━━━━━ Selected text
Benchmark contamination

There's a version of this scope problem that operates at the evaluation layer. The "SWE-Bench Illusion" paper found that models could identify buggy file paths from issue descriptions alone at suspiciously high rates. They weren't solving the problems. They were recognizing the repositories.

The benchmark's own structure—well-known open-source projects with extensive public issue histories—was functioning as an unintended extension. SWE-bench-Live, using fresh tasks from unfamiliar repos, shows the same agents performing significantly worse.

This matters because a benchmark that provides extensions the real use context lacks will overestimate capability. The frontier looks smooth on the benchmark and jagged in the field. If the evaluation itself has scope limits you haven't mapped, you can't see the jaggedness until it shows up in practice.

Trust drift

The automation bias literature adds something the extensions framework needs. Goddard et al.'s systematic review of 74 studies found that when automation failures go undetected, subjective trust increases. The failures that extensions don't catch don't just persist—they amplify confidence. The user encounters reliable performance, doesn't encounter failures (because they're invisible, not absent), and calibrates trust upward.

This is what makes extension scope limits dangerous rather than merely incomplete. Extensions that catch most errors create conditions for overreliance on the dimensions they don't cover. The user's experience of smooth operation trains them out of checking. The checking atrophies. And then the error on an uncovered dimension gets through to a user who has stopped looking.

The Dutch public-sector experiment is the encouraging counter: when salient, usable alternative cues were provided alongside AI recommendations, automation bias disappeared. The bias isn't intrinsic to using AI. It's about whether the environment keeps the practitioner's verification instincts alive on the dimensions the primary extensions don't cover.

Aviation is the sobering qualifier. Pilots committed errors 55% of the time even when correct cross-check information was available. Extensions must be engaged, not just available—and the conditions for engagement (workload, time pressure, interface design) are themselves part of the extension system.

Where this leaves the framework

The extensions framework predicts that the frontier is smoother where extensions are engaged. That holds. But each extension has specific capacities, and this post is about what happens beyond those capacities.

Three things happen. First, confidence from the covered dimensions generalizes to uncovered ones—green CI makes you feel like the code is good across dimensions the CI doesn't check for. Second, extensions can be satisfied in form without being satisfied in function—tests pass, but the intent behind the tests may not be met, and the more automated the extension, the more this matters. Third, the gaps are invisible when things are going well. Trust drift means the absence of detected errors increases confidence rather than maintaining vigilance.
━━━━━━━━━━
What is expected:
In the text on benchmark contamination and trust drift, how often did pilots commit errors even when correct cross-check information was available?
━━━━━ Data records
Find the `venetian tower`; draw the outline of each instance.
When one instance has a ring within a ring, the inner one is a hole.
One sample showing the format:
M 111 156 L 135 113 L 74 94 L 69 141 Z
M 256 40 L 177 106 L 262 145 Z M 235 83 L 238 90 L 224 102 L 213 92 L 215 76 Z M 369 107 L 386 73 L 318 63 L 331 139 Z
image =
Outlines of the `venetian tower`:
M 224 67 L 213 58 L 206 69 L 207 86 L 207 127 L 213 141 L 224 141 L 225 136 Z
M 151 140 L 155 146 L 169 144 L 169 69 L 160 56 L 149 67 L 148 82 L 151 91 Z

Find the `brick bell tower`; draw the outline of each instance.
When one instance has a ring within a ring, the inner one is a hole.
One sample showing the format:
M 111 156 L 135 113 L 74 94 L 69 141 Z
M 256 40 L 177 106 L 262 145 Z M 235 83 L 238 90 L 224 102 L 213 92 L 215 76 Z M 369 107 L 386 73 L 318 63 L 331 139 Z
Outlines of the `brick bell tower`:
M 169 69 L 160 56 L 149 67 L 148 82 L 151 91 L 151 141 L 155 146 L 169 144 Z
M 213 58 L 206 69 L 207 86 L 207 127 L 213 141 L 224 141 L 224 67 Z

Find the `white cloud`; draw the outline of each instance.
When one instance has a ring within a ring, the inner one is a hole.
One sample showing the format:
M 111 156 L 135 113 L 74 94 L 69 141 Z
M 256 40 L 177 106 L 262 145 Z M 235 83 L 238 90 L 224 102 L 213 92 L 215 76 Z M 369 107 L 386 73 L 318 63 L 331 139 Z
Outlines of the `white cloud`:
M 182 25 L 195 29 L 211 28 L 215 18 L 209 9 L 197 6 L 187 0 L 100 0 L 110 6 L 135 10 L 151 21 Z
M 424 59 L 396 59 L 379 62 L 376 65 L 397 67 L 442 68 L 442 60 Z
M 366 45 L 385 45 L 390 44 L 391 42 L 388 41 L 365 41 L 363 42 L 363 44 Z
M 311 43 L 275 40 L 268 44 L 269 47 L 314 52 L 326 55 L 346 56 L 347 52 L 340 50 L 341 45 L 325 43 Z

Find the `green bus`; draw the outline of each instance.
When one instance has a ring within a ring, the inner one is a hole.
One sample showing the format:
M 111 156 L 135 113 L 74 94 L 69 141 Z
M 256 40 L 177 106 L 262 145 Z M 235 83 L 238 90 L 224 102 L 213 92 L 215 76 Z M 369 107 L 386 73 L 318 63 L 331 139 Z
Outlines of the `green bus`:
━━━━━━━━━━
Result of the exercise:
55% of the time.